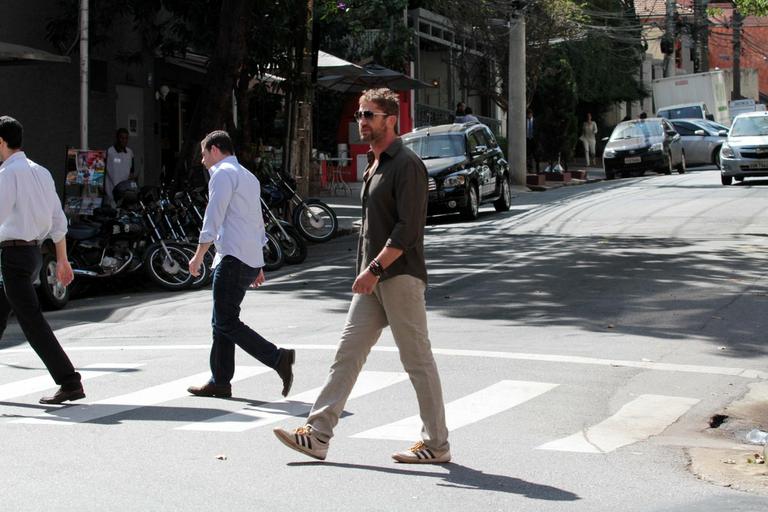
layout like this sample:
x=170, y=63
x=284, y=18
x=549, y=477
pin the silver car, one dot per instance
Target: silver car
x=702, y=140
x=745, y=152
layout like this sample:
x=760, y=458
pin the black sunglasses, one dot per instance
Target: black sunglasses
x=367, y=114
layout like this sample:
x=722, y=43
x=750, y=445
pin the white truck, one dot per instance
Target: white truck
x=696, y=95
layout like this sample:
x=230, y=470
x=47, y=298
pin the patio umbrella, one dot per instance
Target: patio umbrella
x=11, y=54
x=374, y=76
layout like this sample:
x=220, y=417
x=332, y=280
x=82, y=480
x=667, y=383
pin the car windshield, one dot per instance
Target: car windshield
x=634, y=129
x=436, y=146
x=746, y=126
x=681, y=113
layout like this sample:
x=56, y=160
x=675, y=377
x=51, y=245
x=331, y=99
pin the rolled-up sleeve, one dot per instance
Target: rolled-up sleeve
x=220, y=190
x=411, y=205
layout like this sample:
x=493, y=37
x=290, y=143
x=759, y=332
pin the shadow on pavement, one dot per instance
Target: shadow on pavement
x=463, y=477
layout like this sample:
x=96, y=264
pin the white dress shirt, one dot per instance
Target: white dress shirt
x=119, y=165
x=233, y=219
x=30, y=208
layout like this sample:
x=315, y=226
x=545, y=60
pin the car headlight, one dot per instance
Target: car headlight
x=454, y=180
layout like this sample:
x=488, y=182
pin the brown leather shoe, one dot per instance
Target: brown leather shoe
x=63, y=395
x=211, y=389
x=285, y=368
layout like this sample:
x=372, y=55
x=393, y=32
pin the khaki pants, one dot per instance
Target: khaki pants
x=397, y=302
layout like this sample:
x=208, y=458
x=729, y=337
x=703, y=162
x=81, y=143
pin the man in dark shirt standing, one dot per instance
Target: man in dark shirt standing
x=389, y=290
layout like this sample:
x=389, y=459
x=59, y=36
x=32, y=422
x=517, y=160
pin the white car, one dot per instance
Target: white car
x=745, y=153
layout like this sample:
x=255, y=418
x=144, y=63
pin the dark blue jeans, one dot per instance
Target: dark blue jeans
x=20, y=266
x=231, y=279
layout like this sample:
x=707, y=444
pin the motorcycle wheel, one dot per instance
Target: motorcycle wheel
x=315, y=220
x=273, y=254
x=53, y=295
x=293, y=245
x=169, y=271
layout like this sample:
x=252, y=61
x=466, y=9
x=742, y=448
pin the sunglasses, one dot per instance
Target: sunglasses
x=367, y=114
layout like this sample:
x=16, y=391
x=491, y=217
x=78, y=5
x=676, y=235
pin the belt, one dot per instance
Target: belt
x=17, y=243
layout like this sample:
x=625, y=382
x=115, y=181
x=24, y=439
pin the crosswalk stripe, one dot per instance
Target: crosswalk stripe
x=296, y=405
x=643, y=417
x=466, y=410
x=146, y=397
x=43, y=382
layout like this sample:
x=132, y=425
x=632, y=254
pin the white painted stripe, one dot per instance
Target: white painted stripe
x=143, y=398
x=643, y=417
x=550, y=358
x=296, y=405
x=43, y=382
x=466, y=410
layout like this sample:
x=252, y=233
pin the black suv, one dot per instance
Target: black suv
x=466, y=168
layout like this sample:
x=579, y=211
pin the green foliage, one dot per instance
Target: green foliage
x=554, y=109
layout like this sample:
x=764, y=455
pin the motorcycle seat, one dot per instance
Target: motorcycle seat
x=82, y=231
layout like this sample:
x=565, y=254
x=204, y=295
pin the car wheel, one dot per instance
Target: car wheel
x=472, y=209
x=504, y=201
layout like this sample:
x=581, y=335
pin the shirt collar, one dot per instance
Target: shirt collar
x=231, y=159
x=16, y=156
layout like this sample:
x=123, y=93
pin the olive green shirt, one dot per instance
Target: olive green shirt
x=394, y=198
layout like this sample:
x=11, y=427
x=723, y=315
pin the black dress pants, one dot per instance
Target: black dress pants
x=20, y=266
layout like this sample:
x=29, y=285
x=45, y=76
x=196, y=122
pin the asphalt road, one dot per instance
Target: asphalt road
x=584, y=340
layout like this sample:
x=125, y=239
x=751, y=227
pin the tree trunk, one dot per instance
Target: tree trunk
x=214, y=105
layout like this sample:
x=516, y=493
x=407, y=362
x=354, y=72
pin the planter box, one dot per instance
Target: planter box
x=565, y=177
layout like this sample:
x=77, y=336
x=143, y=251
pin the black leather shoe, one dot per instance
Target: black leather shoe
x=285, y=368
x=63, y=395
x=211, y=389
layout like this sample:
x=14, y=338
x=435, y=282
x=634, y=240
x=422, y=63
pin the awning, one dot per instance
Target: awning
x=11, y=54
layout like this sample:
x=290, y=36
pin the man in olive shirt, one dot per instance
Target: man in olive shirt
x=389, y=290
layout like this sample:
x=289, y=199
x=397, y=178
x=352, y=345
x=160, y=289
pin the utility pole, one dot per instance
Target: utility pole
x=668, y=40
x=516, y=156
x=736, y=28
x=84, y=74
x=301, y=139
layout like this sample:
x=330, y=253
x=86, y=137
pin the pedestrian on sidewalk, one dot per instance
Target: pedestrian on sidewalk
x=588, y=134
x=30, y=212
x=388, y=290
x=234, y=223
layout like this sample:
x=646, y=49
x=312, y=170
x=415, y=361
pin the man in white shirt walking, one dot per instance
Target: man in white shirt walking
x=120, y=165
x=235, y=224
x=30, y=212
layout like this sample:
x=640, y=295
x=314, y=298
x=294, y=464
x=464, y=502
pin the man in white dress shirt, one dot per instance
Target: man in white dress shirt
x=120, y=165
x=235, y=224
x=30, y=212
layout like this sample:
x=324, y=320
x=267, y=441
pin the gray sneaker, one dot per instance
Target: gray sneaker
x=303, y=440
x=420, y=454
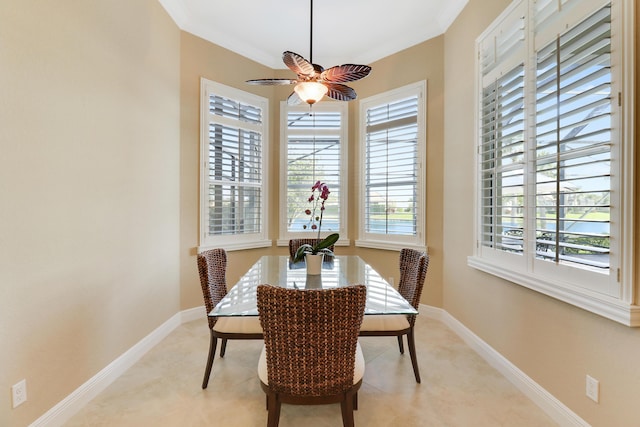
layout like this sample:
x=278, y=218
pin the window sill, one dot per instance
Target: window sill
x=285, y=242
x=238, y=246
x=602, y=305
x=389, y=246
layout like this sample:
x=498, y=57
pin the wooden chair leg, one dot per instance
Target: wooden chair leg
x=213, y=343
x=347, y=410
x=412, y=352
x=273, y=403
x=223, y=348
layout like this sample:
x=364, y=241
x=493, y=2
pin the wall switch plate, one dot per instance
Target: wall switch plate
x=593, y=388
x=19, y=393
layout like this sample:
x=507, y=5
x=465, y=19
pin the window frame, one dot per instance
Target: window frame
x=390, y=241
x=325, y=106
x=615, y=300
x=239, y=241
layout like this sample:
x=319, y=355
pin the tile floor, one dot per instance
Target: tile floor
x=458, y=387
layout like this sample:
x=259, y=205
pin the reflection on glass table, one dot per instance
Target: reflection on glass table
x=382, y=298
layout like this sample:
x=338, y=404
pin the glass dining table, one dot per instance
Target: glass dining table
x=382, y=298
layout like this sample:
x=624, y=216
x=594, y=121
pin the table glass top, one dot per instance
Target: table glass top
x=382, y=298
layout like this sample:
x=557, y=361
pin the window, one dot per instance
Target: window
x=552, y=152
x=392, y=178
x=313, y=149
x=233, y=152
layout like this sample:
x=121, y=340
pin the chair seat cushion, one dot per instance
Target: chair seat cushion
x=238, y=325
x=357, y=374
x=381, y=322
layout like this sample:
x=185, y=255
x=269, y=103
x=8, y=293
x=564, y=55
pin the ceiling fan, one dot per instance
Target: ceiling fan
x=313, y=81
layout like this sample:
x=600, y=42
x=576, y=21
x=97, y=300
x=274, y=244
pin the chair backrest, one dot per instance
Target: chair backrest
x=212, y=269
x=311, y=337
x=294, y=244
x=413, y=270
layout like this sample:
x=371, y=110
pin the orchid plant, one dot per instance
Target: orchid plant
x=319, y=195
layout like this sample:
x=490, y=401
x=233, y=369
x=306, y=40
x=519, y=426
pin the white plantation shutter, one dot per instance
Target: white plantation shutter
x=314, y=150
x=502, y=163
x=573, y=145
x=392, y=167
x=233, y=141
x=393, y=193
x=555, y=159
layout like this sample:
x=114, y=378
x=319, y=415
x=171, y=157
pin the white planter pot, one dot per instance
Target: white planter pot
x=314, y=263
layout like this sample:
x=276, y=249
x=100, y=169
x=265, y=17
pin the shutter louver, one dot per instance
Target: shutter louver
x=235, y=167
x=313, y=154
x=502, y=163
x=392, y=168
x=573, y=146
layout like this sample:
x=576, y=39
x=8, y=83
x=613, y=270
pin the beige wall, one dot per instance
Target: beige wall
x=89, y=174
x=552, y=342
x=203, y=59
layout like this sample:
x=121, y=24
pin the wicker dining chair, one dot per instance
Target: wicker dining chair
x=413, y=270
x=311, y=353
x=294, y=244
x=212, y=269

=== Problem requirements ===
For this exercise, set down the lines in the entries above from the one with "Target: man in white dress shirt" through the one with "pin the window frame, one dot per instance" exactly as written, without any pictures.

=== Answer for this exercise ===
Target: man in white dress shirt
x=120, y=165
x=235, y=224
x=30, y=212
layout like this sample:
x=324, y=320
x=267, y=441
pin the gray sneaker, one dot per instance
Target: gray sneaker
x=303, y=440
x=420, y=454
layout like this sample:
x=278, y=218
pin the window sill, one dot per instance
Target: window sill
x=285, y=242
x=238, y=246
x=602, y=305
x=389, y=246
layout like this sample:
x=498, y=57
pin the wooden chair leg, one dot per instance
Target: wooden chair leg
x=213, y=343
x=347, y=410
x=412, y=352
x=273, y=403
x=223, y=348
layout like this sample:
x=364, y=241
x=493, y=2
pin the wall switch plate, one dot per instance
Target: wall switch plate
x=593, y=388
x=19, y=393
layout like this sample:
x=507, y=5
x=465, y=19
pin the window frame, one dot per instance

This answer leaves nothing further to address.